**Document passage:**

((

For commissions I tried to work without sketches but it’s too risky! Now I find or take photos and plan out the image so the focus is in the right place, and will do a lot of mini colour plans and practice more difficult details before. 

In both instances I know before I start which technique I feel like using, a colour I want to try or what I feel like drawing; I think it’s important to always find something in the process or details that you can get excited about. It is true though that having limits on technique or colour imposed by someone else can also open new doors.

How do you start an illustration, and when do you know it’s finished?

For personal work I begin by choosing my frame or crop of what I’m looking at and feel like drawing, whether it’s from life or a photo. I like to do just one version and then move on to the next. The acceptance of whatever comes out is what a refreshing challenge that keeps me from being too precious.

I do usually know about a third of the way through if I’m going to be happy with the final or hate it with a passion, it’s can be hard to keep going if it’s the latter. When I fill in the whole frame is when it’s finished! 

I know when I’m really pleased with a finished image when I can’t stop looking at it and later can’t remember how I did it. 

It’s really cool seeing your work pop up in printed forms like your book Lemon Yellow and your recent prints of page masters. What’s one of your favourite works to date and why?

))

**Data extract:**
((

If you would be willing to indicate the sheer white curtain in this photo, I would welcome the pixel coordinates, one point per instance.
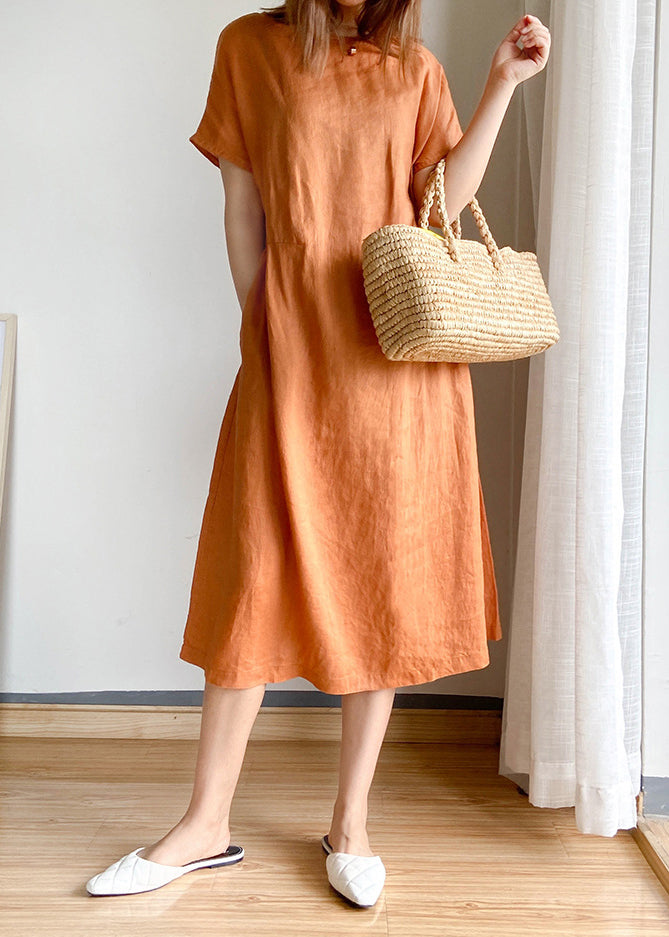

))

**What you need to do:**
A - From the illustrator interview, extract the passage between "In both instances" and "being too precious.", inclusive.
B - In the illustrator interview, at what point does the illustrator consider an illustration finished?
C - Carry on the illustrator interview from the point where it stops.
The material is not needed for any of this work.

**Expected outputs:**
A -
In both instances I know before I start which technique I feel like using, a colour I want to try or what I feel like drawing; I think it’s important to always find something in the process or details that you can get excited about. It is true though that having limits on technique or colour imposed by someone else can also open new doors.

How do you start an illustration, and when do you know it’s finished?

For personal work I begin by choosing my frame or crop of what I’m looking at and feel like drawing, whether it’s from life or a photo. I like to do just one version and then move on to the next. The acceptance of whatever comes out is what a refreshing challenge that keeps me from being too precious.

B - When the whole frame is filled in.

C -
Thanks! I’m thrilled with how the Pagemasters prints came out, Jordan and Justin did an amazing job. 

I’d like to say my favourite is a personal drawing but I’m actually really proud of the piece I did for the NYT article. Not just because I’m pleased with how it looks or because it was a big deal for me, but because I was so nervous that I’d never be able to make anything I’d be satisfied with that I feel like I overcame a big fear and proved to myself that I could get it done in a way that felt true to my work. 

Is there anything you are excited for in 2022 or any new projects in progress?

I’m hoping to get some funding and a residency to spend some time working on a new book idea I have about childhood. A little exhibition would be great, my collection of drawings is getting bigger and I’d like to see them all in one place. 

I’d love to do some animations and start doing some weaving, silk painting and more quilting. Mostly I’m excited about hopefully being able to plan trips and find new places to draw.